• [Task requirements]: Scan the entries for lines with the word "pointer", then copy those lines.

• [Given entries]:
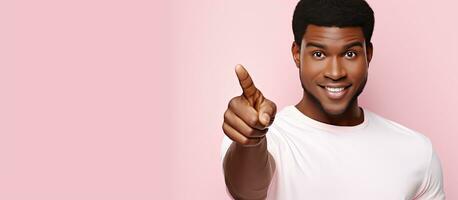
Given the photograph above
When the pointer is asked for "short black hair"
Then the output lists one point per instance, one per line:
(333, 13)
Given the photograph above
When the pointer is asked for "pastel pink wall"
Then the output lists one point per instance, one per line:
(124, 99)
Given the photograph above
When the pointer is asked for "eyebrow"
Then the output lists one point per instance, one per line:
(313, 44)
(353, 44)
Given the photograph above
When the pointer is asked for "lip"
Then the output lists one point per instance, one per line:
(335, 95)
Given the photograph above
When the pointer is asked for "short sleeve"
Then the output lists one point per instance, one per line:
(432, 187)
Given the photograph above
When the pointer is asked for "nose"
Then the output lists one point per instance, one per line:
(334, 70)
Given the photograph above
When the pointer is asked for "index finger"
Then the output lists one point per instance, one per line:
(245, 81)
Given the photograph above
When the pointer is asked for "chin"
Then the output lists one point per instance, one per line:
(334, 109)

• [Reply]:
When the pointer is asked for "short black hair"
When the pointer is asked for "pastel pink wall"
When the pointer is asked for "eyebrow"
When the pointer is asked for "lip"
When the pointer is asked for "short sleeve"
When the pointer is asked for "nose"
When the pointer is asked for "index finger"
When the pointer is asked for "chin"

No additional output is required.